WORK TO COMPLETE:
[A] According to the agreement excerpt, under the laws of which state is MSS organized and operated?
[B] Rewrite the agreement excerpt from "C. MSS shall" up to and including "other service providers.", putting "secretarial support" in place of "clerical support".

SOURCE:

— Start —

WHEREAS, Maxus Information Systems, Inc., dba Mutual
Shareholder Services ("MSS") is a corporation organized and operated
under the laws of the State of Ohio; and
WHEREAS, MSS provides accounting services to entities
providing retail securities and investment services acting as
Accounting Services Agent to maintain and keep current the books,
accounts, records, journals or other records of original entry relating
to the business of the Fund as set forth in this Agreement (the
"Accounts and Records") and to perform in other such capacities as are
agreed herein; and
WHEREAS, MSS provides transfer agent services and is acting as
Transfer Agent, Dividend and/or Capital Gain Disbursing Agent,
Redemption Agent and Administrator pursuant to a separate agreement
between the parties; and
WHEREAS, the Fund desires the services offered by MSS and MSS
desires to provide such services to the Fund:
AGREEMENT
NOW THEREFORE, in consideration of the foregoing, the parties intend to
be legally bound and it is, therefore, agreed as follows:
Section I. Appointment
The Fund hereby appoints MSS as its Accounting Services Agent.
MSS agrees to such appointment and agrees to perform in such a
capacity.
Section II. Accounting Services Agent
A. The Fund shall promptly turn over to MSS such of the
Accounts and Records previously maintained by or for it as are
necessary for MSS to perform its functions under this Agreement. The
Fund authorized MSS to rely on such Accounts and Records turned over to
it and hereby indemnifies and hold harmless MSS in that regard and as
further contemplated in this Agreement.
B. To the extent the MSS receives the necessary information
from the Fund or its agent by Written or Oral Instructions (and MSS
will make reasonable efforts in accord with reasonable standards to
immediately notify the Fund if such information is not received), MSS
shall maintain and keep current the following Accounts and Records
relating to the business of the Fund, in such form as may be mutually
agreed to between the Fund and MSS:
(1) Cash Receipts Journal;
(2) Cash Disbursements Journal;
(3) Dividends Paid Record;
(4) Purchase and Sales Journals - Portfolio
Securities;
(5) Subscription and Redemption Journals;
(6) Security Ledgers;
(7) Broker Ledger;
(8) General Ledger;
(9) Daily Expense Accruals;
(10) Daily Interest Accruals;
(11) Securities and Monies Borrowed or Loaned and
Collateral therefor;
(12) Daily Trial Balance;
(13) Investment Income Journal;
MSS will make all reasonable efforts per industry standard to
obtain the necessary information to perform the above functions and the
calculation of the Fund's net asset value, as provided below. MSS shall
incur no liability, and the Fund shall indemnify and hold harmless MSS
from and against any liability arising from the failure to provide
complete information or from any discrepancy between the information
received by MSS and used in such calculations and any subsequent
information received from the Fund or any of its designated agents.
C. MSS shall perform certain administrative functions for the
Fund, including without limitation, assisting with the preparation and
filing with the Securities and Exchange Commission and state securities
regulators of registration statements, notices, reports and other
material required to be filed under applicable laws; preparing
compliance reports; providing routine accounting services; and
providing office facilities and clerical support as well as providing
general oversight of other service providers.

— End —

MATERIAL SUPPLIED:
— Start —

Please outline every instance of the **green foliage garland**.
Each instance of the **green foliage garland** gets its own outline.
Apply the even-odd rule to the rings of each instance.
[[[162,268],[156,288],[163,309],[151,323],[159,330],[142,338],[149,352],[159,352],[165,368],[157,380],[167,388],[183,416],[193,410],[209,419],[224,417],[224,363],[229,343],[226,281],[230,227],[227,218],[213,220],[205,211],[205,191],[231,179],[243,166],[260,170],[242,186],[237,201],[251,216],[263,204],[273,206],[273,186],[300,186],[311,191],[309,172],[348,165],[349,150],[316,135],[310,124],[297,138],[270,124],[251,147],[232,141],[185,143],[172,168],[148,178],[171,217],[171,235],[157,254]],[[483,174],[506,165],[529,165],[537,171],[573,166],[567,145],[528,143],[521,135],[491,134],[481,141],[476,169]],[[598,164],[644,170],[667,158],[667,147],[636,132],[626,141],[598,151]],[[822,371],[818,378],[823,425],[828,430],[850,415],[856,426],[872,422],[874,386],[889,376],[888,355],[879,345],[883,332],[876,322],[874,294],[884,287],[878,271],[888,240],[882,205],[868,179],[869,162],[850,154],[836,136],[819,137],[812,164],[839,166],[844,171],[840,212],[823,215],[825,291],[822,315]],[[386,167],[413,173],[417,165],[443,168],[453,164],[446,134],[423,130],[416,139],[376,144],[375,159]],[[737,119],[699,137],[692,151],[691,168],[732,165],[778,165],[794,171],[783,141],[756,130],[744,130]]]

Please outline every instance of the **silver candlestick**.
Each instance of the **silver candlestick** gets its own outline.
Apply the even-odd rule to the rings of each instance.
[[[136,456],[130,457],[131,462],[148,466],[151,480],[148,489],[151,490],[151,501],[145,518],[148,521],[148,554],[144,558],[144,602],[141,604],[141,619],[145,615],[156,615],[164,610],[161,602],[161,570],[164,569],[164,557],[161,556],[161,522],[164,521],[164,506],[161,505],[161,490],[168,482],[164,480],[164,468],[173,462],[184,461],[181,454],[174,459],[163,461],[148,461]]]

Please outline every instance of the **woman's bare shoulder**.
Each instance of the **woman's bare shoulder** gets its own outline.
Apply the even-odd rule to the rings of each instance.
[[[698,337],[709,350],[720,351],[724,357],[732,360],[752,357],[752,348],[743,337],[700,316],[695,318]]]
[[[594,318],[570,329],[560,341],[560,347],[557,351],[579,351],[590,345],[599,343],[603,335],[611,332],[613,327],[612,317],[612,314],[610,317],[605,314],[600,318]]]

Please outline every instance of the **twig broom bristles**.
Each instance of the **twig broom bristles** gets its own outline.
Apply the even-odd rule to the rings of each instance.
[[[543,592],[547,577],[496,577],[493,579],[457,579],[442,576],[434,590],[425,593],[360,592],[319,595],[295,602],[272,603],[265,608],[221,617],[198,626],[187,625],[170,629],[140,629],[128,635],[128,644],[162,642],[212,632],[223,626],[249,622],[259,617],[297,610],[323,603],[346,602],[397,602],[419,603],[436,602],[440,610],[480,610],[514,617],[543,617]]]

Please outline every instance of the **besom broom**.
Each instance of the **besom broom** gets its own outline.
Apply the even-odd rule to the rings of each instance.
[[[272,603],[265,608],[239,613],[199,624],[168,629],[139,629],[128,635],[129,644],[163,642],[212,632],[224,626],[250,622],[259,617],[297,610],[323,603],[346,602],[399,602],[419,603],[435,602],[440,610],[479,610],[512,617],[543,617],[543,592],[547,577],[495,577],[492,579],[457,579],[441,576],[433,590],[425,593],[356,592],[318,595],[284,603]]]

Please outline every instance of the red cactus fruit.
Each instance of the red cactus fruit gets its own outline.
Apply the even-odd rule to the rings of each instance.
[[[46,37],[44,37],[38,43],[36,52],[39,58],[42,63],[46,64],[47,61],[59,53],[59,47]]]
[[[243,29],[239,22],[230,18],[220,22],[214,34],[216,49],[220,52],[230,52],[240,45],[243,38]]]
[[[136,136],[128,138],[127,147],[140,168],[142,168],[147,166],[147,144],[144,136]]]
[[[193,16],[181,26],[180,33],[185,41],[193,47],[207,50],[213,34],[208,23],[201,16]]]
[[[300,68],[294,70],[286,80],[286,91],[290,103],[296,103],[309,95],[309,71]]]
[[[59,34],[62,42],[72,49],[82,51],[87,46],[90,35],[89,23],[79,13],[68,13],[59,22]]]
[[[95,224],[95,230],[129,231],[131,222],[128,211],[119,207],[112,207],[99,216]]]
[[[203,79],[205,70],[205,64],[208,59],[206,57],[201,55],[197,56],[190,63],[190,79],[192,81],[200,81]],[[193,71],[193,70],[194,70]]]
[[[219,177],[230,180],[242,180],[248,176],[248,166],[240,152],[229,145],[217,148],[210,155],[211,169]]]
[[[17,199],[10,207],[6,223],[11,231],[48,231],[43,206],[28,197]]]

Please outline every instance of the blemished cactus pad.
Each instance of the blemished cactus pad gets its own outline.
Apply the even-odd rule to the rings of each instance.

— End —

REPLIES:
[A] Ohio

[B]
C. MSS shall perform certain administrative functions for the
Fund, including without limitation, assisting with the preparation and
filing with the Securities and Exchange Commission and state securities
regulators of registration statements, notices, reports and other
material required to be filed under applicable laws; preparing
compliance reports; providing routine accounting services; and
providing office facilities and secretarial support as well as providing
general oversight of other service providers.